▸ Passage provided
Segment Open

The best thing improv has taught me is to be in the moment.
(sometimes I think the only reason I keep doing it is for that constant reminder)
Do nothing begrudgingly;  be mindful and give your full attention to who you're with and what you are doing; always.
You could be in the nicest car on the nicest day and there will still be a jerk in a pick-up truck up your ass behind you.  Turn up the tunes and steady the course.  Drive it, at your own speed, right into the sunset. 
Live. 

In the immortal words of Butthole Surfers:
It's better to regret something you have done than something you haven't done.


On Monday I saw my friend Nick Di Gaetano's show Unbridled Futurism at the Toronto Fringe.
Nick had a back up band behind him for his songs but it was essentially a one person show.  
I was truly inspired by how brave and carefree he was to truly do his own thing. I'm honored to know so many really cool artists.
On Tuesday I had a staff meeting at work then we were up all night with a feverish baby.
On Wednesday I stayed home from work (took some naps!)
On Thursday I finished most of the first draft of the show (- the full Intro & Outro)!!!
On Friday my Sister came over in the evening to watch the girls.  Kenny and I went to see the new Spider-Man movie then we went downtown for some drinks and stayed over at my Sister's apartment.  We want her to get the trial run over-nights in before we leave her with the kids for a whole week in September when we go away to New Orleans for out 5th Anniversary!  We all love my Sister SO much, the kids freak out when they know she's coming over!

Segment Closed

▸ Exercise goal
Reproduce verbatim the portion of the passage above from "On Monday I" to "one person show.".

▸ Listed records
Segment Open

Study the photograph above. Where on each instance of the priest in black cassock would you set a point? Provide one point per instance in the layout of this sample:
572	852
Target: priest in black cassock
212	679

Segment Closed
Segment Open

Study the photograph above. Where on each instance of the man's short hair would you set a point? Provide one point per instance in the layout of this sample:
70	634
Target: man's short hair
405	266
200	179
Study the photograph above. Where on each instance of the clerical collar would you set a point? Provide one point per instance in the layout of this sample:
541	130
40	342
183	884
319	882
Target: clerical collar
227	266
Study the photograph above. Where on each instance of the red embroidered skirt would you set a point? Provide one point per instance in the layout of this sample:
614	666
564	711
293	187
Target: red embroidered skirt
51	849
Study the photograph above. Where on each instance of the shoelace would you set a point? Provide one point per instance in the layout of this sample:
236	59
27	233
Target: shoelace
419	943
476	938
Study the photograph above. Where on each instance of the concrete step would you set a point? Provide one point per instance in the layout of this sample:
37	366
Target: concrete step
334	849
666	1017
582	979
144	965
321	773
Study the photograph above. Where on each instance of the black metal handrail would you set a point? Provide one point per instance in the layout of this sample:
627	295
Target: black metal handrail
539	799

Segment Closed

▸ Answer to this exercise
On Monday I saw my friend Nick Di Gaetano's show Unbridled Futurism at the Toronto Fringe.
Nick had a back up band behind him for his songs but it was essentially a one person show.